> The data
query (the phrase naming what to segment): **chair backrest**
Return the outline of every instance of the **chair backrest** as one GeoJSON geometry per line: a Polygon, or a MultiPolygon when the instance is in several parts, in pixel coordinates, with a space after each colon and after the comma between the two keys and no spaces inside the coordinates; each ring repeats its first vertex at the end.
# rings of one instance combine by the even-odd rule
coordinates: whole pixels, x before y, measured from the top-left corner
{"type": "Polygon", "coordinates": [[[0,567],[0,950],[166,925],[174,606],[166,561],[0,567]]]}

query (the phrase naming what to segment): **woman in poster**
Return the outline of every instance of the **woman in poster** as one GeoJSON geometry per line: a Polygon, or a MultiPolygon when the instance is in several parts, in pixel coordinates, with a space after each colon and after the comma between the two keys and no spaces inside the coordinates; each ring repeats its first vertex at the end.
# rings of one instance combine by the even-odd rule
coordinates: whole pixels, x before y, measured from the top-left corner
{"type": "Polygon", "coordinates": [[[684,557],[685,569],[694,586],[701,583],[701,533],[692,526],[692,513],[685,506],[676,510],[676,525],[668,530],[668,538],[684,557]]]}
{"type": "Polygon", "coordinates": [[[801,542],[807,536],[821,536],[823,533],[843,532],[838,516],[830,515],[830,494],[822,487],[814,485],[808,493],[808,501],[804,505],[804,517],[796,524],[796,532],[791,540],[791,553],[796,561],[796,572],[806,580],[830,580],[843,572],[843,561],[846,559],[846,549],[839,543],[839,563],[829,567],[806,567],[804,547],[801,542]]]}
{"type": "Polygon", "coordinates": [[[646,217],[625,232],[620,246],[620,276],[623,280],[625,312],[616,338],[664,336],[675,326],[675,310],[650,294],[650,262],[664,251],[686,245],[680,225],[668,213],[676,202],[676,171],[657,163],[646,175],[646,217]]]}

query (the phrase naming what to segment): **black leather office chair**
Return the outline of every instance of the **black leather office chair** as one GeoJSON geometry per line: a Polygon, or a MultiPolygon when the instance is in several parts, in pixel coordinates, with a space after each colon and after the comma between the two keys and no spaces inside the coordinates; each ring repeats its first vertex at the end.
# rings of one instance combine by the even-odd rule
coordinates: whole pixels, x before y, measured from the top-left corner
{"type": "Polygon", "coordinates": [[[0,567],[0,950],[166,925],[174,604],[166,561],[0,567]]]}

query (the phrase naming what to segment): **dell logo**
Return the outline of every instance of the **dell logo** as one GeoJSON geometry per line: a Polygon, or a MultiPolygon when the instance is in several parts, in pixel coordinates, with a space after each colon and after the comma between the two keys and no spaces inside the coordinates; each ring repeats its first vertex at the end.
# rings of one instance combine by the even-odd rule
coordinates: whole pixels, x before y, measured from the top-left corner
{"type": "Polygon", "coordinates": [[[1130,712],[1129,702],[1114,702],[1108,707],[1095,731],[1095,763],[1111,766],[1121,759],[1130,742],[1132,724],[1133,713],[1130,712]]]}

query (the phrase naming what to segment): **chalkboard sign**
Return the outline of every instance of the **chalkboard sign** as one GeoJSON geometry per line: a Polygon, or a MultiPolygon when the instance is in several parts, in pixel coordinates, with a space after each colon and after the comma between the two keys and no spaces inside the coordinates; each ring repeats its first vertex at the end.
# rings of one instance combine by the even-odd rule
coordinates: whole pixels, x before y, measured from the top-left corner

> Exercise brief
Repeat every record, keeping each word and mark exactly as it is.

> Correct output
query (the phrase naming what to segment): **chair backrest**
Return the outline of every instance of the **chair backrest** as one GeoJSON geometry per line: a Polygon, or a MultiPolygon when the instance is in several parts, in pixel coordinates, with a space after each colon and after the comma between the two keys and no spaces inside the coordinates; each ring repeats its first vertex at the end.
# rings of one instance combine by the even-odd rule
coordinates: whole pixels, x before y, measured from the top-left corner
{"type": "Polygon", "coordinates": [[[0,567],[0,950],[166,925],[174,606],[166,561],[0,567]]]}

query (the phrase naming what to segment): **woman in poster**
Return the outline of every instance of the **woman in poster** as one GeoJSON geometry per line: a Polygon, or a MultiPolygon when the instance is in several parts, in pixel coordinates, with a space after each colon and after the comma between the two keys and no spaces inside the coordinates; each ring repeats its first vertex at the end.
# rings of one instance combine by the even-odd rule
coordinates: whole pixels, x before y, measured from the top-left corner
{"type": "Polygon", "coordinates": [[[684,557],[685,569],[694,586],[701,583],[701,533],[692,526],[692,513],[685,506],[676,510],[676,525],[668,530],[668,538],[684,557]]]}
{"type": "Polygon", "coordinates": [[[801,542],[807,536],[821,536],[823,533],[843,532],[838,516],[830,515],[830,494],[822,487],[814,485],[808,493],[808,501],[804,505],[804,517],[796,524],[796,532],[791,540],[791,553],[796,561],[796,572],[806,580],[830,580],[843,572],[843,561],[846,559],[846,549],[839,543],[839,563],[829,567],[806,567],[804,547],[801,542]]]}
{"type": "Polygon", "coordinates": [[[646,217],[625,232],[620,246],[620,276],[623,280],[625,312],[616,338],[664,336],[675,326],[675,310],[650,294],[650,262],[664,251],[686,245],[680,225],[668,213],[676,202],[676,171],[657,163],[646,175],[646,217]]]}

query (the phrase naming what to segment): **black leather office chair**
Return the outline of every instance of the **black leather office chair** as one GeoJSON geometry per line: a Polygon, or a MultiPolygon when the instance is in several parts, in pixel coordinates, with a space after each colon and after the comma between the two keys and no spaces inside the coordinates; each ring repeats its first vertex at the end.
# rings of one instance combine by the even-odd rule
coordinates: whole pixels, x before y, measured from the top-left corner
{"type": "Polygon", "coordinates": [[[0,567],[0,950],[166,925],[174,604],[166,561],[0,567]]]}

query (the phrase naming what to segment): **dell logo**
Return the outline of every instance of the **dell logo** as one GeoJSON geometry per line: a Polygon, or a MultiPolygon when the instance is in several parts, in pixel coordinates, with a space after each colon and after the comma between the two keys and no spaces inside the coordinates; each ring repeats its first vertex at the end.
# rings of one instance combine by the even-odd rule
coordinates: whole pixels, x before y, measured from the top-left corner
{"type": "Polygon", "coordinates": [[[1130,712],[1129,702],[1114,702],[1108,707],[1095,731],[1095,763],[1111,766],[1121,759],[1130,742],[1132,724],[1133,713],[1130,712]]]}

query (the phrase naming what to segment): **chalkboard sign**
Return the outline of every instance of the **chalkboard sign** as one GeoJSON geometry per line: a Polygon, or a MultiPolygon when the instance is in several parts, in pixel coordinates, with a space after each colon and after the comma between the two keys and no spaces inside the coordinates; each ring repeats its first vertex at the end.
# rings of one instance combine by the even-odd rule
coordinates: whole pixels, x before y, measured from the top-left corner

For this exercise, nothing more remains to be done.